# WORK ITEM:
Scan the records below and say how many lines include the word "resembles", giving no other text.
[Opening DATASET ENTRIES section]
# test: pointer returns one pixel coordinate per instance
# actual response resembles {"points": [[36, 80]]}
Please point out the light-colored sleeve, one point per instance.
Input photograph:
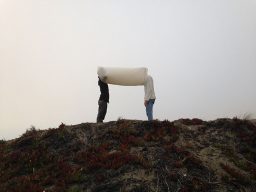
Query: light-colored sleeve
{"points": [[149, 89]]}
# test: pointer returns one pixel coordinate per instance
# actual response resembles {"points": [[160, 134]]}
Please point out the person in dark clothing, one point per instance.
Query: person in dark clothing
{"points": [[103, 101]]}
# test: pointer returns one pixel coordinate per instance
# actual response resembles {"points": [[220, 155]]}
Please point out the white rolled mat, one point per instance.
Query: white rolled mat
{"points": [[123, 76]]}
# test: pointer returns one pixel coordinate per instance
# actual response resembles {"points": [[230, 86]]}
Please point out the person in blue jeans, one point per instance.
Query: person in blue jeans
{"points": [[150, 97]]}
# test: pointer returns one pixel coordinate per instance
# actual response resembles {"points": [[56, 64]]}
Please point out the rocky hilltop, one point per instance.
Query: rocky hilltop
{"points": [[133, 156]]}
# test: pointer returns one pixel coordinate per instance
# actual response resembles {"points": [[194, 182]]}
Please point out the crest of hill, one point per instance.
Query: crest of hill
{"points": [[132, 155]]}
[Closing DATASET ENTRIES section]
[Opening DATASET ENTRIES section]
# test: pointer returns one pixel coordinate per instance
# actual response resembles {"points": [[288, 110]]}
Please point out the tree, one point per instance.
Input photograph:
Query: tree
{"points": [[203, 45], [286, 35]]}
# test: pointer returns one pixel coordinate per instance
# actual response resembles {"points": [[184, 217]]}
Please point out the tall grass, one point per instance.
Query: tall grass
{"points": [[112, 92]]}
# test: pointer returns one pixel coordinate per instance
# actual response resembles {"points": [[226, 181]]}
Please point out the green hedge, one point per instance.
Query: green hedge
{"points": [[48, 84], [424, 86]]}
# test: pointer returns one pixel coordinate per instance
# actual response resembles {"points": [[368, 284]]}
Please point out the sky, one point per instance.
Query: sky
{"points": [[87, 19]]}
[Closing DATASET ENTRIES section]
# RESPONSE AREA:
10